◆ TEXTE EXTRAIT
-------------------------

Cette semaine, nous retrouvons Marie-Sixte Imbert, directrice des opérations de l’Institut Open Diplomacy, pour sa chronique “Relations franco-allemandes”.
Aujourd’hui, Marie-Sixte, vous nous dressez un bilan de la relation franco-allemande sous l'ère Angela Merkel et vous évoquez l'avenir de cet échange sous une nouvelle chancellerie en Allemagne.
Avec le départ prochain de la chancelière Angela Merkel du pouvoir à Berlin, une page se tourne. Quel bilan franco-allemand et européen faire de cette longue période ?
C’est effectivement une page de 16 ans qui est en train de se tourner, d’ici la constitution du prochain gouvernement de coalition et l’élection du prochain chancelier, à ce stade sans doute Olaf Scholz, candidat social-démocrate, en coalition avec les Verts et les libéraux du FDP.
Pendant ces 16 ans, nous avons vu une Allemagne européenne, forte économiquement, ouverte sur le monde, attachée à ses valeurs et son modèle démocratique, qui veut agir d’une manière guidée par les règles et les valeurs.
Nous avons aussi vu une Allemagne sensible sans doute avant tout à ses intérêts économiques, prudente en matière d’intégration européenne, très attachée à la relation transatlantique, et peu encline à jouer un rôle géopolitique majeur.
C’est donc un bilan contrasté, entre d’une part un certain manque d’une vision politique forte pour l’Union européenne, et d’autre part une volonté de maintenir la cohésion et des avancées majeures avec notamment la mise en place d’un instrument de dette commune depuis le printemps 2020.

-------------------------

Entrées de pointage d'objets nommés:
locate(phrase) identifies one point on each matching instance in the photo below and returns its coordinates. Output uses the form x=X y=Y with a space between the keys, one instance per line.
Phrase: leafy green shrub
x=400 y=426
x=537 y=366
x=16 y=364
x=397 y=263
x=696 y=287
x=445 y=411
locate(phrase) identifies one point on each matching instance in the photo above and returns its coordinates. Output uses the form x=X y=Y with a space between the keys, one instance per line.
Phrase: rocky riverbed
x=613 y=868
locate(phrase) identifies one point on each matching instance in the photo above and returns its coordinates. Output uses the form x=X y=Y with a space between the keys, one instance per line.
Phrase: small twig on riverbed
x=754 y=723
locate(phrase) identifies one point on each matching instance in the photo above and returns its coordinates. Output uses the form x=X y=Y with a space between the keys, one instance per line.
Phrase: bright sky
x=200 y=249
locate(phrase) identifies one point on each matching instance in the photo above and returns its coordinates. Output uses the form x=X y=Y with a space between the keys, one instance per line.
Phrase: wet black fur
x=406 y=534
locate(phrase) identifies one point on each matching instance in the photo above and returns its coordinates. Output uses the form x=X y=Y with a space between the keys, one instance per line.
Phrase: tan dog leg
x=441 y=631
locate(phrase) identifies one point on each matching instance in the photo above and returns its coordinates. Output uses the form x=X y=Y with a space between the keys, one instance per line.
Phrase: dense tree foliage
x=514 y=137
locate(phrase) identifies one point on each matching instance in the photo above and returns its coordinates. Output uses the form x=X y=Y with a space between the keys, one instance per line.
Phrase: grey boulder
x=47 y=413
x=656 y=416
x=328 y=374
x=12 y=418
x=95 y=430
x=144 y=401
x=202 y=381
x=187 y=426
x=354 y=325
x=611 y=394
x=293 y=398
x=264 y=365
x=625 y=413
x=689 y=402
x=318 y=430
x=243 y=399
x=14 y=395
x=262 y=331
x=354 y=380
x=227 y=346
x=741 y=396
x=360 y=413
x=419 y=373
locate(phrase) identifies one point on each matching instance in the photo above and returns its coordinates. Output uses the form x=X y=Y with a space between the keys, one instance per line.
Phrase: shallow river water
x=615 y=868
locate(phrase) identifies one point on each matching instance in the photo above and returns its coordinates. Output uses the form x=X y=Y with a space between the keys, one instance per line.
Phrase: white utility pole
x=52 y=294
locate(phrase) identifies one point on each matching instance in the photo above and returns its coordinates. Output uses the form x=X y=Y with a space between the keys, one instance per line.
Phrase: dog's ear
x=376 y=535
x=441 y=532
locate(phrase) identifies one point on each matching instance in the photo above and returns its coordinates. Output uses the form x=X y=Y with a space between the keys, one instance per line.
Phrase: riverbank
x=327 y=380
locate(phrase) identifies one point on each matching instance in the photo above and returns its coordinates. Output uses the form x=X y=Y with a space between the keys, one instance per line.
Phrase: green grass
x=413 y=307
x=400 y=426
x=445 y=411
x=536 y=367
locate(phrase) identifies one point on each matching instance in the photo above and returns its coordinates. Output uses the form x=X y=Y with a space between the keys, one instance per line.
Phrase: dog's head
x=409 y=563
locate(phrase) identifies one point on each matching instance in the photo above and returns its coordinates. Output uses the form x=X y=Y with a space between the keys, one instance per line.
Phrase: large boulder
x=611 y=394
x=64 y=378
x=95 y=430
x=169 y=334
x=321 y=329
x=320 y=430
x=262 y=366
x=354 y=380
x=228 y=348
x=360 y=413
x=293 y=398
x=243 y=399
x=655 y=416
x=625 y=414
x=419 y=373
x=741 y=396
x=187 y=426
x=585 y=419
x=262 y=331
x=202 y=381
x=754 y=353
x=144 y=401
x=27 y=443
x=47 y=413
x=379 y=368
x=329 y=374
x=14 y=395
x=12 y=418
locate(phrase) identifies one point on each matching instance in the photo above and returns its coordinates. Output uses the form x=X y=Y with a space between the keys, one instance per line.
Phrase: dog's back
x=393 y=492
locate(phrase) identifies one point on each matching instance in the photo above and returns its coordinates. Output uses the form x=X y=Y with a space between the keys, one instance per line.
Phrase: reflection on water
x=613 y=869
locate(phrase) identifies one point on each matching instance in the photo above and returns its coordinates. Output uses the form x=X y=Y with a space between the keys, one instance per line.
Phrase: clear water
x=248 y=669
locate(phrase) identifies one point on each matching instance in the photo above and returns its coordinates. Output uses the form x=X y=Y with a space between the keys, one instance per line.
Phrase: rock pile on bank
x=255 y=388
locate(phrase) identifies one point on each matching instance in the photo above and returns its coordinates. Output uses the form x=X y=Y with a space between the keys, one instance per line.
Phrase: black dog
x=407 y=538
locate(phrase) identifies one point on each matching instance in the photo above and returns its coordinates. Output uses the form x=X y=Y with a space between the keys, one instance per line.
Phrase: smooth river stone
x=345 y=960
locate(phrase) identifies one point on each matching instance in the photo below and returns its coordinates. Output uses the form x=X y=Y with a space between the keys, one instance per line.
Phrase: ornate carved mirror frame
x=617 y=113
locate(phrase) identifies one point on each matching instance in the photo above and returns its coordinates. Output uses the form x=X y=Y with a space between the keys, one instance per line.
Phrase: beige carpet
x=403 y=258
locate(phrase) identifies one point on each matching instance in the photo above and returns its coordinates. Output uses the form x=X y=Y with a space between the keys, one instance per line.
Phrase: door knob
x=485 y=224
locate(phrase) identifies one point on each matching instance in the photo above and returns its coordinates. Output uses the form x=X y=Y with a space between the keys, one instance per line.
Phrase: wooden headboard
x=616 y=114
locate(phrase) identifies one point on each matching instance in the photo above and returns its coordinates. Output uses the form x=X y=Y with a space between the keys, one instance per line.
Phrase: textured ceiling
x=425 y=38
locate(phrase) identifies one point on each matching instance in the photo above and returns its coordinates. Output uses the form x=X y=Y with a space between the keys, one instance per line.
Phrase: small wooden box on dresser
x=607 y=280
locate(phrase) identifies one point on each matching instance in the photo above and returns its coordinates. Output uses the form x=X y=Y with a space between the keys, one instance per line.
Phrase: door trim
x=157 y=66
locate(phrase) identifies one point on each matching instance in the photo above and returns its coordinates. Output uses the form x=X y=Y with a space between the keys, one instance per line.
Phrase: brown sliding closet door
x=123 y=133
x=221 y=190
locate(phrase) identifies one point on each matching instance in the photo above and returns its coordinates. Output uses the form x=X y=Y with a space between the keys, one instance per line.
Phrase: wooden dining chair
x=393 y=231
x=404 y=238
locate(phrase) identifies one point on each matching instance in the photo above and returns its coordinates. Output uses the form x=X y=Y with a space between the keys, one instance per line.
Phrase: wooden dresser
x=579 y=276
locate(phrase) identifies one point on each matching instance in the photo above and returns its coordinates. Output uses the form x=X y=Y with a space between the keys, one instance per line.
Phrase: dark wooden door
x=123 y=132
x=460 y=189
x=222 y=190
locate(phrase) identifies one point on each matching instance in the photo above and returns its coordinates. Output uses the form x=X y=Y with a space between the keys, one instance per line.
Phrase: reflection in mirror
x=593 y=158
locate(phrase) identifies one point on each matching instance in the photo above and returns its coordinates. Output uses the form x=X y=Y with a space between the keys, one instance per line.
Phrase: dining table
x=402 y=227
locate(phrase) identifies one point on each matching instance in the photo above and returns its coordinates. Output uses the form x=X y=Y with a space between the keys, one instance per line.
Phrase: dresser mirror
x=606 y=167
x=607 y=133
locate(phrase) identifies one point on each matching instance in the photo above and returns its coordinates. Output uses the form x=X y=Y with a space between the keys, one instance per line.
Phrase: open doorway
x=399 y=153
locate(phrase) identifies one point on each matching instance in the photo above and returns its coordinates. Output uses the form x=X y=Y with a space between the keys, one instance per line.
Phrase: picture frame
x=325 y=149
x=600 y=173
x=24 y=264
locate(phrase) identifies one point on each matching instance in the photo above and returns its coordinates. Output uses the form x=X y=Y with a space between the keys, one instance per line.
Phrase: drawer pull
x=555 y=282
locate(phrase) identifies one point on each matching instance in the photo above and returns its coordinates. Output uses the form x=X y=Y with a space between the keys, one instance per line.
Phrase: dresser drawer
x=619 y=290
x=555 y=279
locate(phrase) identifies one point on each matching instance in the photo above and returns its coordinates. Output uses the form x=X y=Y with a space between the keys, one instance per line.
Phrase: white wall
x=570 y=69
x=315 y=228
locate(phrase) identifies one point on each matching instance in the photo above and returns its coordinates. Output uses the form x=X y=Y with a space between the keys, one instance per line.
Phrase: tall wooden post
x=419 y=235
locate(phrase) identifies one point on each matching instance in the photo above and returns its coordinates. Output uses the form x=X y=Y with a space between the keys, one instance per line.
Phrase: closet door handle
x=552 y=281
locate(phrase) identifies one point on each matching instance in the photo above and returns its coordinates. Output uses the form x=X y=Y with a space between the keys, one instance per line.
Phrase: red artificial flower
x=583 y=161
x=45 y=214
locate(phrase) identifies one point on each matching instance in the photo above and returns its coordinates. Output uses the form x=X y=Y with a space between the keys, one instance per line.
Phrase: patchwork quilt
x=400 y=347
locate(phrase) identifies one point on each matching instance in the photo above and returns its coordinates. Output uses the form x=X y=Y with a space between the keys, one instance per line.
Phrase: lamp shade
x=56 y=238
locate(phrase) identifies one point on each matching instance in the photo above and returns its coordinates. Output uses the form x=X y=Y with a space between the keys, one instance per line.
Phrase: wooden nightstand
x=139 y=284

-------------------------

◆ CONSIGNES
1/ Relevez toutes les personnes désignées par leur nom dans l'entretien sur la relation franco-allemande.
2/ Rédigez la suite de l'entretien sur la relation franco-allemande à partir de sa dernière phrase.
Ces entrées proviennent d'une autre source.

◆ RÉPONSES
1/ Marie-Sixte Imbert, Angela Merkel, Olaf Scholz

2/
En matière de relations franco-allemandes, nous avons également eu un renouveau majeur avec le traité d’Aix-la-Chapelle « sur la coopération et l’intégration » en 2019, avec de nombreux projets lancés, mais également un certain nombre d’interrogations sur la mise en œuvre concrète de la coopération : le diable se niche dans les détails, et elle demande du temps.
C’est donc un bilan contrasté, avec de nombreuses interrogations pour l’avenir. Qu’attendre du prochain gouvernement fédéral en matière de coopération ?
Une chose est certaine, les partis qui sont en mesure de former une coalition sont des partis pro-européens, profondément attachés à la coopération et favorables au multilatéralisme. De l’Europe, de la coopération internationale, il n’a en revanche quasiment pas été question pendant la campagne, au profit des enjeux environnementaux, des questions d’emploi ou d’innovation, abordées dans un cadre avant tout national. Comme si les candidats et les électeurs n’en faisaient pas une priorité pour ce débat public censé éclairer l’acte fondamental du vote. Il reste que les débats de la campagne ont été avant tout au centre de l’échiquier politique.
Ce qu’on peut attendre en revanche du prochain gouvernement, c’est bien de prendre à bras le corps la question de la responsabilité géopolitique qu’induit le poids économique. Et donc de définir une ligne plus claire en matière de politique étrangère, de la coopération bilatérale et européenne au positionnement international.
Il s’agit donc de passer d’une vision avant tout économique, à une vision politique : comment peut s’opérer cette mue ?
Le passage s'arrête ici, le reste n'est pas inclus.